List each line of the records below that contains the word "shorts".

• _DATA TO USE_:
◇ ◇ ◇

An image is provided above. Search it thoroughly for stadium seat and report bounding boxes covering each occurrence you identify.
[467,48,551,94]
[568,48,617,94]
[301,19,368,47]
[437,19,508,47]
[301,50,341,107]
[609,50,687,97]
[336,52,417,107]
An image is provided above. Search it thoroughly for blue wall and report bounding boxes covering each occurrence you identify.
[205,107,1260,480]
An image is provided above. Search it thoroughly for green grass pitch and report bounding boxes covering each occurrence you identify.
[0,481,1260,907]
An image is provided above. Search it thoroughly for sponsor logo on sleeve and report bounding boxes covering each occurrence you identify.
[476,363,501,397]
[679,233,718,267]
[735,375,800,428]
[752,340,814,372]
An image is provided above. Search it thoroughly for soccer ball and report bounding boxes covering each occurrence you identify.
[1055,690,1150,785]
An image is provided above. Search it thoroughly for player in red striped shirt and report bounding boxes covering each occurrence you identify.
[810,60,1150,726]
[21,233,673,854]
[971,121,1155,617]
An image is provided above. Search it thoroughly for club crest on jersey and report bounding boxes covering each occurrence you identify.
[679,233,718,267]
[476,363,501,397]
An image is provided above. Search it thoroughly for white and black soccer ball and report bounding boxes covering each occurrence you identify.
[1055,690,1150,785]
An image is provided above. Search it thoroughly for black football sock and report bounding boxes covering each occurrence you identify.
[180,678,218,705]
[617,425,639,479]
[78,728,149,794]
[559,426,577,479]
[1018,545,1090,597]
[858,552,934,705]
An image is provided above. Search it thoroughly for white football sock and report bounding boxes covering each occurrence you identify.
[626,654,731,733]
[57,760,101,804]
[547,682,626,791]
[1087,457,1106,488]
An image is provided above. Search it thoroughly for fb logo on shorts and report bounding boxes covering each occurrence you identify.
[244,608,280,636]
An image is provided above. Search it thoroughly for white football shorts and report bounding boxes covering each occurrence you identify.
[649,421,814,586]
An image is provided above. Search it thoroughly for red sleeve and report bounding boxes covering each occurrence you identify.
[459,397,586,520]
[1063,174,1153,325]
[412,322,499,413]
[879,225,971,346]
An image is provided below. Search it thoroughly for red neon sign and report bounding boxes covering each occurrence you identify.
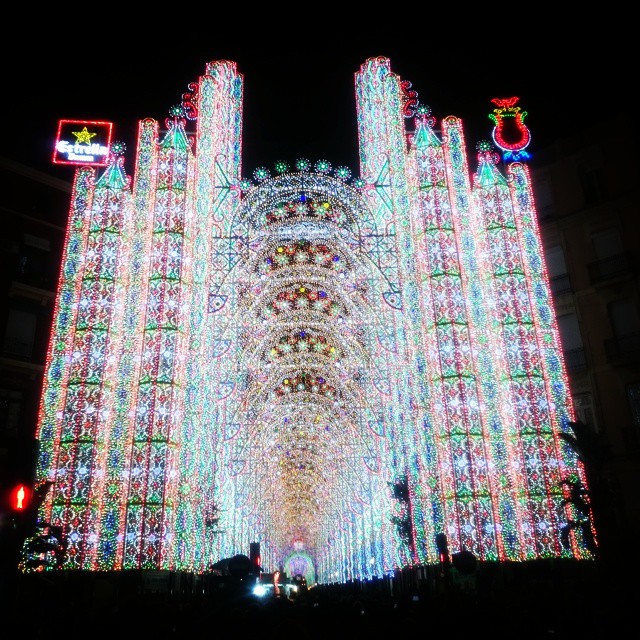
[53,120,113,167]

◇ ◇ ◇

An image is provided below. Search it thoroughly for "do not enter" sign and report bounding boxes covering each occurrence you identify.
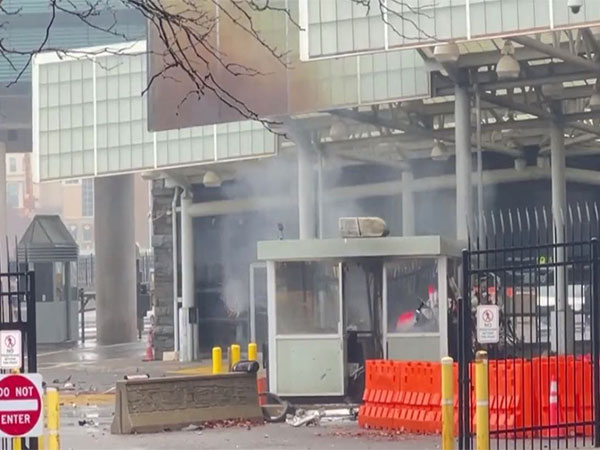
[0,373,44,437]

◇ ◇ ◇

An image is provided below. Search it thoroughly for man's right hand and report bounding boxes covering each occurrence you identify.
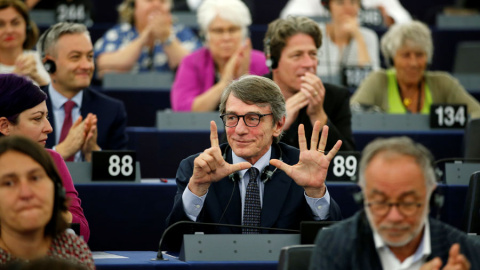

◇ ◇ ◇

• _IN RESPONSE_:
An image is provided above. Search it thoroughly for fb logo on shorts and report bounding boxes covering each occurrence you identify.
An image is provided above. Search it thoroughly for white football shorts and report bounding boxes covering each occurrence you identify.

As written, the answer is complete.